**Goal of the exercise**
Set out every line of the records below as a JSON list of strings, one string per line, with blank lines omitted.

--

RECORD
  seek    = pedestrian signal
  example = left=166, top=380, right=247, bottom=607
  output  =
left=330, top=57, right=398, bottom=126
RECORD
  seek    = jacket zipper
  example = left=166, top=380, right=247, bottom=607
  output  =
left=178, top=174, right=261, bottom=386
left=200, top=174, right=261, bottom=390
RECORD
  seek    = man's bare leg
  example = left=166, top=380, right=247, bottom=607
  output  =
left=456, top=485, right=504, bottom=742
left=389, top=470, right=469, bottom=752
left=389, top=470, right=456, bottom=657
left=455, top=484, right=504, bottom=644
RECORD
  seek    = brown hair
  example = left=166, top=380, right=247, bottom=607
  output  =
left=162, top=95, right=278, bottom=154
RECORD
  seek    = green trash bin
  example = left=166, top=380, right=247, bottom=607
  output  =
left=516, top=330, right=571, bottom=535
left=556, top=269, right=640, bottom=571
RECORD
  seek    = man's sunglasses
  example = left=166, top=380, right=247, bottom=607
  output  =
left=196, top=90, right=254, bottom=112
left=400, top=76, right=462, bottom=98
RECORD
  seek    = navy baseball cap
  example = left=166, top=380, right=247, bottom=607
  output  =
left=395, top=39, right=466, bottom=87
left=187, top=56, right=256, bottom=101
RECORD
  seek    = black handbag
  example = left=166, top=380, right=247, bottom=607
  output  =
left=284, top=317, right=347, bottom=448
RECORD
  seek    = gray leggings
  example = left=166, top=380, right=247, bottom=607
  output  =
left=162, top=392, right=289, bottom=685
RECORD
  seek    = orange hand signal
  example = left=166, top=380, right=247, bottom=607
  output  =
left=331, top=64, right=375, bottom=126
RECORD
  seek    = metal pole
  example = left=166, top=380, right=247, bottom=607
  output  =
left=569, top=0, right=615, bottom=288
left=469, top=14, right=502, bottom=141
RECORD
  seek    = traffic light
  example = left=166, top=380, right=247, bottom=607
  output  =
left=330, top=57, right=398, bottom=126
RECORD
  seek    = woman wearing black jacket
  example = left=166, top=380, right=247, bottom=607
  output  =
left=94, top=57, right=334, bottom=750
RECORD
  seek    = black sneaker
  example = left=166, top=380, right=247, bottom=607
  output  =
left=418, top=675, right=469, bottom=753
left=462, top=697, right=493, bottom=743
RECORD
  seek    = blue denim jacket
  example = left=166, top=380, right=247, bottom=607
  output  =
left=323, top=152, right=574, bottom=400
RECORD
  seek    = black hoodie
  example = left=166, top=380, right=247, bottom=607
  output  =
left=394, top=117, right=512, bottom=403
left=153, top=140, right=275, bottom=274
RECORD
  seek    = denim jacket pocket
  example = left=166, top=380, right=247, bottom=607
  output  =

--

**Finished exercise**
[
  "RECORD",
  "  seek    = pedestrian signal",
  "  example = left=166, top=380, right=247, bottom=607",
  "  output  =",
  "left=330, top=57, right=398, bottom=126",
  "RECORD",
  "  seek    = jacket zipper",
  "  example = left=166, top=380, right=247, bottom=607",
  "  output  =",
  "left=178, top=174, right=261, bottom=386",
  "left=200, top=174, right=261, bottom=390",
  "RECORD",
  "  seek    = man's bare leg",
  "  example = left=166, top=380, right=247, bottom=607",
  "  output  =",
  "left=456, top=485, right=504, bottom=742",
  "left=389, top=470, right=469, bottom=752",
  "left=389, top=470, right=456, bottom=657",
  "left=455, top=484, right=504, bottom=644",
  "RECORD",
  "  seek    = brown hair",
  "  example = left=166, top=380, right=247, bottom=607",
  "  output  =",
  "left=162, top=95, right=278, bottom=154",
  "RECORD",
  "  seek    = green trash bin",
  "  example = left=166, top=380, right=247, bottom=607",
  "  output  =",
  "left=516, top=330, right=571, bottom=535",
  "left=556, top=269, right=640, bottom=571",
  "RECORD",
  "  seek    = man's sunglasses",
  "  example = left=166, top=380, right=247, bottom=607",
  "  output  =",
  "left=196, top=90, right=254, bottom=112",
  "left=400, top=76, right=462, bottom=98",
  "RECORD",
  "  seek    = navy baseball cap",
  "  example = left=166, top=380, right=247, bottom=607",
  "  output  =",
  "left=395, top=39, right=466, bottom=87",
  "left=187, top=56, right=256, bottom=101",
  "RECORD",
  "  seek    = black handbag",
  "  example = left=166, top=380, right=247, bottom=607",
  "  output  =",
  "left=284, top=317, right=347, bottom=448",
  "RECORD",
  "  seek    = gray leggings",
  "  example = left=166, top=380, right=247, bottom=607",
  "  output  =",
  "left=162, top=392, right=289, bottom=685",
  "RECORD",
  "  seek    = orange hand signal",
  "  example = left=166, top=380, right=247, bottom=607",
  "  output  =",
  "left=331, top=64, right=375, bottom=126",
  "RECORD",
  "  seek    = metal pole",
  "  example = left=166, top=380, right=247, bottom=607",
  "  output  =",
  "left=569, top=0, right=615, bottom=288",
  "left=469, top=14, right=502, bottom=141",
  "RECORD",
  "  seek    = traffic light",
  "  example = left=166, top=380, right=247, bottom=607",
  "  output  =",
  "left=330, top=57, right=398, bottom=126",
  "RECORD",
  "  seek    = woman wearing black jacket",
  "  example = left=166, top=380, right=247, bottom=607",
  "  output  =",
  "left=94, top=57, right=334, bottom=750",
  "RECORD",
  "  seek    = black sneaker",
  "  example = left=166, top=380, right=247, bottom=607",
  "  output  =",
  "left=418, top=675, right=469, bottom=753",
  "left=462, top=697, right=493, bottom=743",
  "RECORD",
  "  seek    = blue denim jacket",
  "  example = left=166, top=380, right=247, bottom=607",
  "  output  =",
  "left=323, top=152, right=574, bottom=400",
  "RECORD",
  "  seek    = black hoodie",
  "  example = left=166, top=380, right=247, bottom=607",
  "  output  =",
  "left=394, top=117, right=512, bottom=403",
  "left=153, top=140, right=275, bottom=274",
  "RECORD",
  "  seek    = denim jacket pocket",
  "  example = left=166, top=380, right=247, bottom=607",
  "  output  ="
]